Reproduce, unchanged, the stretch of the records below from the line containing "for the tube" through the line containing "290;153;348;208".

** BEGIN **

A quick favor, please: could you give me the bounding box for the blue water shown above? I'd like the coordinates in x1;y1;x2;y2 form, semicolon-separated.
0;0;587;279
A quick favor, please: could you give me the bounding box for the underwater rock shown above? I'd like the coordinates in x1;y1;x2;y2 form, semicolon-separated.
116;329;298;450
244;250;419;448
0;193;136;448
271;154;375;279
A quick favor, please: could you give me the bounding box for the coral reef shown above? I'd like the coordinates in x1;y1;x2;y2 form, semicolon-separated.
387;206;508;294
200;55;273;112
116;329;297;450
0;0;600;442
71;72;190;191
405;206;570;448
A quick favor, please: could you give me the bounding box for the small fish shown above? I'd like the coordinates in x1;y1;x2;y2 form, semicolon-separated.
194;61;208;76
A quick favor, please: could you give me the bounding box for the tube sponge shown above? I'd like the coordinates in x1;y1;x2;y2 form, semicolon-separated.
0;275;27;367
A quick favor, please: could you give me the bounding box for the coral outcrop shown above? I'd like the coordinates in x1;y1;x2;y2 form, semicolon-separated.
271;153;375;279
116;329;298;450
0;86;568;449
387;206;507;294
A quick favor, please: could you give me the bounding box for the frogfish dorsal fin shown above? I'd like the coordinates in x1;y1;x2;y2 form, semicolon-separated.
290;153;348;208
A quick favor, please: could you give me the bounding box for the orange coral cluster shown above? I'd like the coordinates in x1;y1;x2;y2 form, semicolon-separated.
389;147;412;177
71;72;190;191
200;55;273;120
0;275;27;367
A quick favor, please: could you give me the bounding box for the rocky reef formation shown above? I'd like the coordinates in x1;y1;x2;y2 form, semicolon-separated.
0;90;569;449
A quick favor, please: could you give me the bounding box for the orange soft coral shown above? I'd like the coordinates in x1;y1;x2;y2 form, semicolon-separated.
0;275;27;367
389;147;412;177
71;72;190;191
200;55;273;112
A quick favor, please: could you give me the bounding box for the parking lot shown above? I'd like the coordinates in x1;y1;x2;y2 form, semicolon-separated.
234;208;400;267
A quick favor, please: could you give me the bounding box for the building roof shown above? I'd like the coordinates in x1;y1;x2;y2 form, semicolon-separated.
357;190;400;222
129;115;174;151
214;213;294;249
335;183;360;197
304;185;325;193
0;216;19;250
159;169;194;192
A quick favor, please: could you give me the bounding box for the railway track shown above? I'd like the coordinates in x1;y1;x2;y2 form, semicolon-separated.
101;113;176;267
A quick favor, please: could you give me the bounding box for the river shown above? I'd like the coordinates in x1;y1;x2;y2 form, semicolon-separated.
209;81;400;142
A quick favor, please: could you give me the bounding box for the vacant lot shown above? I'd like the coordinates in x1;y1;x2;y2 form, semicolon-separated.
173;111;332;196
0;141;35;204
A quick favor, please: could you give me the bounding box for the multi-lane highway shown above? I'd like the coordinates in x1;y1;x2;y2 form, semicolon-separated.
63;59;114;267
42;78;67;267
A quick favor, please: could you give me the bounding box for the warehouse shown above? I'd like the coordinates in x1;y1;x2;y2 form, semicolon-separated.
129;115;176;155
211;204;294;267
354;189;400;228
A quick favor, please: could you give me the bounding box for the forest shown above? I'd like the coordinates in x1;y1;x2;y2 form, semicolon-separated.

** END **

FINISHED EXERCISE -
A quick favor, please: could you give me the bounding box for the tube sponge shown above? I'd like the coordinates in x1;y1;x2;y2 form, semicolon-separated.
0;275;27;367
A quick favor, please: could you give me the bounding box for the coral outcrop shown above? I'd like the coordinates in x1;y1;x2;y2 form, semicolon-separated.
271;153;375;279
116;329;298;450
0;86;568;449
387;206;507;294
A quick favor, please: could you give me the bounding box for the frogfish dorsal fin shown above? I'd like the coordinates in x1;y1;x2;y2 form, semicolon-separated.
290;153;348;208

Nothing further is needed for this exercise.